:: The request ::
Look below for the line containing "Expected: one point per instance of the square". Output it and each remaining line of the entries exactly, and nothing else.

⁂

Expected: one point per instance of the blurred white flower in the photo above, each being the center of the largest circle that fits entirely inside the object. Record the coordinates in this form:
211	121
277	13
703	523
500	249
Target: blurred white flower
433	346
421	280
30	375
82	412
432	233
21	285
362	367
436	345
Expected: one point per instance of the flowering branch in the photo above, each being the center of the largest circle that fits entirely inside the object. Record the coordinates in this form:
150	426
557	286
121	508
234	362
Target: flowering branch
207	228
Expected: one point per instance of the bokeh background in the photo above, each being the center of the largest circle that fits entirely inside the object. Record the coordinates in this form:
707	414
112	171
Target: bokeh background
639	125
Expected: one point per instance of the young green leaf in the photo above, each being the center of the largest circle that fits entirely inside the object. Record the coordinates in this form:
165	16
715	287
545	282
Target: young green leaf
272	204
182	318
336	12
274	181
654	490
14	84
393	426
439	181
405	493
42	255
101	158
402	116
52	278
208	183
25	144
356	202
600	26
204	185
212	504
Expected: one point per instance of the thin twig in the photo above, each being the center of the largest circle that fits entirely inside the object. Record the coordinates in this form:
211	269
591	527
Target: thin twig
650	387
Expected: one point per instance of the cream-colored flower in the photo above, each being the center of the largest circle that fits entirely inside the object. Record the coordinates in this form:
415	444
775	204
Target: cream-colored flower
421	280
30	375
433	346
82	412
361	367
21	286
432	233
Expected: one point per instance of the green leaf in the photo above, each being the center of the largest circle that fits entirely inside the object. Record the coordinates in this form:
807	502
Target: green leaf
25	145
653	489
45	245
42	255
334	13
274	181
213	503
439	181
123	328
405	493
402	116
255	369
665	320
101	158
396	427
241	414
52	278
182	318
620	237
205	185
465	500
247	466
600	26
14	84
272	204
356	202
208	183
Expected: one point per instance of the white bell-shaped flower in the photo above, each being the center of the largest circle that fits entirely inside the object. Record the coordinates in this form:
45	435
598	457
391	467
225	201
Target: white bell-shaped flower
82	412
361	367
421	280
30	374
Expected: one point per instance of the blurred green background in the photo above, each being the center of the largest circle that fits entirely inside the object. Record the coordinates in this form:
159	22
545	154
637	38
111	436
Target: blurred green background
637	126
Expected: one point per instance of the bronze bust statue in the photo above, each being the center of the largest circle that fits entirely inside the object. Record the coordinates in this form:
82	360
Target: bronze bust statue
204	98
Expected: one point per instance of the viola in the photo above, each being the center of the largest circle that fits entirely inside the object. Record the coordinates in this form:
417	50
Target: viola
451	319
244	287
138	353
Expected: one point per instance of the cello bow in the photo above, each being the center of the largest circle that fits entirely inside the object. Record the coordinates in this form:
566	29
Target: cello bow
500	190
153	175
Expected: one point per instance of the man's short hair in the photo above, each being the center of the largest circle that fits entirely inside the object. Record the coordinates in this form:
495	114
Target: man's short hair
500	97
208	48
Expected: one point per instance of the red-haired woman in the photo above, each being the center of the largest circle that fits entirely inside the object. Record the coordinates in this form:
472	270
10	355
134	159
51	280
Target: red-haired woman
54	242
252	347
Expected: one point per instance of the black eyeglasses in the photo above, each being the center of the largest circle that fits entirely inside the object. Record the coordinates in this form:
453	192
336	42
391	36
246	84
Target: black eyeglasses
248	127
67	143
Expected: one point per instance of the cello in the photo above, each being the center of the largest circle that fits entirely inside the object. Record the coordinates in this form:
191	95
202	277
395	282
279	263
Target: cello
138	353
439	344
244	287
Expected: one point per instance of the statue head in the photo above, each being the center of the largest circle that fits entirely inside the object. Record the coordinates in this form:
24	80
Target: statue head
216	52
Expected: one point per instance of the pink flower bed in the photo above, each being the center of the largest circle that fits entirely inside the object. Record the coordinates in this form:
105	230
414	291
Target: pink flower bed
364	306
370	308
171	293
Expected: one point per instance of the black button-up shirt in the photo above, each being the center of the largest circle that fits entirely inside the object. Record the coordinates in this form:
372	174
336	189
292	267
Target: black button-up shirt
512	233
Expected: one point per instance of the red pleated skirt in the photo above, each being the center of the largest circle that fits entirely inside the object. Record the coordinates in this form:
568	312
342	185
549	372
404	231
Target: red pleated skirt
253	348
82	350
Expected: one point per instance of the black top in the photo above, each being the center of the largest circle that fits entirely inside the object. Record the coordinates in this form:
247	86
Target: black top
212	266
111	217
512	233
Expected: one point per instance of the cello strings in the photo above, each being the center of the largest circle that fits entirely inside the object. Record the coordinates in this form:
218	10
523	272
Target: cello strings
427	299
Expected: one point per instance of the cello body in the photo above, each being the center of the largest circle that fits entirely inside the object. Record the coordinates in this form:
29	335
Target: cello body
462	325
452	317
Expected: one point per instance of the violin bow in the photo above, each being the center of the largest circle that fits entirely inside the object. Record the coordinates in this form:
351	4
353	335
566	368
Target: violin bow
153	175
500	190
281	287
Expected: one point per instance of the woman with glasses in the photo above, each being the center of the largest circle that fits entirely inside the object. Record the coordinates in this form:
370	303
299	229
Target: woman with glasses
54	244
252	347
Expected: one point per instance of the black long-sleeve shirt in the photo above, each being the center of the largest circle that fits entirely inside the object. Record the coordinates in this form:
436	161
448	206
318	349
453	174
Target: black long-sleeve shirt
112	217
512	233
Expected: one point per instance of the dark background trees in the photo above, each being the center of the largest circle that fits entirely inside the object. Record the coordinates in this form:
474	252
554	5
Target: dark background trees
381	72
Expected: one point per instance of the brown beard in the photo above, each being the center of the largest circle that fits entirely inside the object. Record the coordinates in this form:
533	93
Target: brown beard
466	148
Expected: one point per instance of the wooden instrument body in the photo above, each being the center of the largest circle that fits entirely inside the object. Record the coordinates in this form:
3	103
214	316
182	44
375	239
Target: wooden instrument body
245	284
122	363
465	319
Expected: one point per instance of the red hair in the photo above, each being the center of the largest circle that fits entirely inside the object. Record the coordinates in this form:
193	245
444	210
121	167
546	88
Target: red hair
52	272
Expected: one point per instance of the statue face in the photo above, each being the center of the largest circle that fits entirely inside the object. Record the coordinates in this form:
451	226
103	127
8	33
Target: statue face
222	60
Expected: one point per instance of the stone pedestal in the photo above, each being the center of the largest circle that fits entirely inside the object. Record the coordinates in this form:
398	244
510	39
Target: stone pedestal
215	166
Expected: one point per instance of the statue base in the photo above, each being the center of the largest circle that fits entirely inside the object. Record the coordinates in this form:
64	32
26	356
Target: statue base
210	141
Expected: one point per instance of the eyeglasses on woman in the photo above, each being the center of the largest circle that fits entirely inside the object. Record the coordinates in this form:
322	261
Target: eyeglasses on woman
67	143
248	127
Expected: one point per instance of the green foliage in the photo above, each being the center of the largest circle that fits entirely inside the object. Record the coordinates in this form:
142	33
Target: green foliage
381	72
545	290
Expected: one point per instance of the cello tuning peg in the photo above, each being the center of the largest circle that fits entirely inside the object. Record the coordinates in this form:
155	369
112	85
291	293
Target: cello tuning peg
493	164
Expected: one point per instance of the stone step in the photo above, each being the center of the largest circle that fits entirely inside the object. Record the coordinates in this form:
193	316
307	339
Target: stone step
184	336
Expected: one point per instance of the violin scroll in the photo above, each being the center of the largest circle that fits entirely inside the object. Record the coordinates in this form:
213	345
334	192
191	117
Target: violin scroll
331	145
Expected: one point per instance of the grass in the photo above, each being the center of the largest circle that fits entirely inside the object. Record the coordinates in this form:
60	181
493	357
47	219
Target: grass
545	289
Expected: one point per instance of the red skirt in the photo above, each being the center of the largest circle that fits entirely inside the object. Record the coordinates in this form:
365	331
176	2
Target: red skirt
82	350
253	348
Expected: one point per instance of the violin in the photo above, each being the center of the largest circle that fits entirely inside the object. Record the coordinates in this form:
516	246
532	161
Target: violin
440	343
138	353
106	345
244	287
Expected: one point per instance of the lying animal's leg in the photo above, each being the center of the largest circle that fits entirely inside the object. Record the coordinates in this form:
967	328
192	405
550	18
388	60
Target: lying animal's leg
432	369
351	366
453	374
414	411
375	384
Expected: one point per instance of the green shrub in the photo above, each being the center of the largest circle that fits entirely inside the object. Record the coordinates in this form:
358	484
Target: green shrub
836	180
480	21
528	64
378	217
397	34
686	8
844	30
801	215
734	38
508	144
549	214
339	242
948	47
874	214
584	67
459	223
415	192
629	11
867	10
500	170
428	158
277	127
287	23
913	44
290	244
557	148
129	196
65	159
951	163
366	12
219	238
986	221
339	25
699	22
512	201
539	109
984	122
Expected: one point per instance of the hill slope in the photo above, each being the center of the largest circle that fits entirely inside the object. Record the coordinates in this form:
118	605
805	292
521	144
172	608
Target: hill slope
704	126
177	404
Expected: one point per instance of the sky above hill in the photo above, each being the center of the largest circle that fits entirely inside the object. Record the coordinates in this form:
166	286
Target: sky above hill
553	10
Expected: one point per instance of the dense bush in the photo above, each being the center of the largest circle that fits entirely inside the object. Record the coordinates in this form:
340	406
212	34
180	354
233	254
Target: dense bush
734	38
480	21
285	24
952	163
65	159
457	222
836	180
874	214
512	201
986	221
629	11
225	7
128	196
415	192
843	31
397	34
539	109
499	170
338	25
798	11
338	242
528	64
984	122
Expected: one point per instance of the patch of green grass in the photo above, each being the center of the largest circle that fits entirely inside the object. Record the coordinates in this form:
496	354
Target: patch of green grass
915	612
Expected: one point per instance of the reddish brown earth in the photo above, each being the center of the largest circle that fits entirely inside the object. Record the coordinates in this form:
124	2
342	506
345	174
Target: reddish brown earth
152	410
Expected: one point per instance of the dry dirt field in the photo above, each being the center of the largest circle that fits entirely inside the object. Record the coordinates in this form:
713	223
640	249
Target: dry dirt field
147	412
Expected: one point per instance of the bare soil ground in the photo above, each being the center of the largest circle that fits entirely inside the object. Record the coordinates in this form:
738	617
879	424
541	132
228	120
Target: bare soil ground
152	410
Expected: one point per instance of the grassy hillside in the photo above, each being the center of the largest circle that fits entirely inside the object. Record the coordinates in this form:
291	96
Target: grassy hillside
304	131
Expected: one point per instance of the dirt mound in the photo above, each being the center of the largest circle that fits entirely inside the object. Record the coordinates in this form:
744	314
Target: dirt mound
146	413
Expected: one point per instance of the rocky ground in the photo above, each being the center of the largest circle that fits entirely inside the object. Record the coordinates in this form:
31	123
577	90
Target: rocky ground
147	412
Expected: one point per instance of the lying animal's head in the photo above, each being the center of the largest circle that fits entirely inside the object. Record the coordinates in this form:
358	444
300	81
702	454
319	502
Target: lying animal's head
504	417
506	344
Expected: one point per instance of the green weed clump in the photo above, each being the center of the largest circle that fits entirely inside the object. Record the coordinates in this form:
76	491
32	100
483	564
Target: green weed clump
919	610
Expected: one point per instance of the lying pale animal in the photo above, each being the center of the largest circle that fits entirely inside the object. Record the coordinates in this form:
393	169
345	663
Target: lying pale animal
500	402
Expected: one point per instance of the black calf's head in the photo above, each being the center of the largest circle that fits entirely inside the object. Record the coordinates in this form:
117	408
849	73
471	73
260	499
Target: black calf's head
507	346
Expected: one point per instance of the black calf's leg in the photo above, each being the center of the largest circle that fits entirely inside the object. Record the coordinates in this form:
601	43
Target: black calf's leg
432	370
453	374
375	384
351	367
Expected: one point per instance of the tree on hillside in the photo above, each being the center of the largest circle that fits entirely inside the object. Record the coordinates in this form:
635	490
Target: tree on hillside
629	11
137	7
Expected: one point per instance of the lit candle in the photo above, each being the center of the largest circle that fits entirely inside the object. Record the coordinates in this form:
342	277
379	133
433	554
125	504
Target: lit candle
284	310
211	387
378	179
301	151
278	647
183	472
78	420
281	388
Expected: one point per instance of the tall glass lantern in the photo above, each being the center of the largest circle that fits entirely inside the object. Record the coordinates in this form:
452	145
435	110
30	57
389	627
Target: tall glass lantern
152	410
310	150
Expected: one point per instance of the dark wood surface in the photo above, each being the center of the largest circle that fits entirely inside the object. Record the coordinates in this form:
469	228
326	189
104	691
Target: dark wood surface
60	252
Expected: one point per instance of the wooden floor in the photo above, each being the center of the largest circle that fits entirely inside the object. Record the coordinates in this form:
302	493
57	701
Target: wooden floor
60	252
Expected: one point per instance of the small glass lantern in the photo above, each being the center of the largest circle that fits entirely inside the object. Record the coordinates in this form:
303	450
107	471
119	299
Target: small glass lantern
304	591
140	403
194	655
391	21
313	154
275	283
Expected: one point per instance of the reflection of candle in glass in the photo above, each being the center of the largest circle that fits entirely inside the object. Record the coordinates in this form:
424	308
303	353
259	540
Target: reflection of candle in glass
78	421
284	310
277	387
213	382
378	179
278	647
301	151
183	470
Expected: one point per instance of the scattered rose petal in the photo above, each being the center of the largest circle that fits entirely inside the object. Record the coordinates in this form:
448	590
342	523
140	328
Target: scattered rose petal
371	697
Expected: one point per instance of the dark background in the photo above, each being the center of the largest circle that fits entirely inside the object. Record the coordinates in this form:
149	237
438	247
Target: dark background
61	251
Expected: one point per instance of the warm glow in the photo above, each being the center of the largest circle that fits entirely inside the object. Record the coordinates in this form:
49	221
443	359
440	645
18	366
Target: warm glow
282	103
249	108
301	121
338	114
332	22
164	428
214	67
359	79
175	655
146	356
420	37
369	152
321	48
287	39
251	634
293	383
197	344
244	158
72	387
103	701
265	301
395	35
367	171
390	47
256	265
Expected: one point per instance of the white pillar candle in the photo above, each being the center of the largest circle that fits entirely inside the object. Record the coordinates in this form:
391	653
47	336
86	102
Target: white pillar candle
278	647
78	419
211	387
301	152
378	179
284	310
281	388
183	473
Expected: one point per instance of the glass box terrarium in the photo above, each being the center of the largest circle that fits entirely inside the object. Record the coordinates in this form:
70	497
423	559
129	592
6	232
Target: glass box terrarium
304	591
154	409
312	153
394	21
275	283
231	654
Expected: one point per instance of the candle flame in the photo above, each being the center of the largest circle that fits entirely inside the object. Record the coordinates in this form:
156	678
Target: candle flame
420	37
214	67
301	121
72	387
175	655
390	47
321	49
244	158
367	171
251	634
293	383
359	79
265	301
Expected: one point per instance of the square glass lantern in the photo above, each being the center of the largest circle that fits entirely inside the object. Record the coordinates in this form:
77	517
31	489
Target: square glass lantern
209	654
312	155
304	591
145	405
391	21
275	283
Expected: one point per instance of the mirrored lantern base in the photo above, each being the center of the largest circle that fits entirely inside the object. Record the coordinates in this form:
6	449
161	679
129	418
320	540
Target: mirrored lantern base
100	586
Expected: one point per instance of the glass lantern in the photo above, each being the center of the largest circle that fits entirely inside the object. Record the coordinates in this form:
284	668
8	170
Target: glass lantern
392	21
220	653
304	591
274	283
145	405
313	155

⁂

:: Result ::
Expected: one point per instance of the square glass lantern in the photo above, each being the center of the largest circle that fits entirely inside the object. Record the coordinates in this form:
77	517
31	489
Target: square glass lantern
209	654
312	155
304	591
145	405
391	21
275	283
Expected: one point per instance of the mirrored lantern base in the photo above, each being the center of the largest circle that fits entirely inside the object. Record the coordinates in this form:
6	449
161	679
129	418
320	540
Target: mirrored lantern base
100	586
Expected: one point per instance of the glass lantern in the photo above, each being the center of the largest circle that fits entirely inside the object. Record the coordinates in this form:
284	668
8	170
Target: glass lantern
392	21
220	653
304	591
274	283
145	405
313	155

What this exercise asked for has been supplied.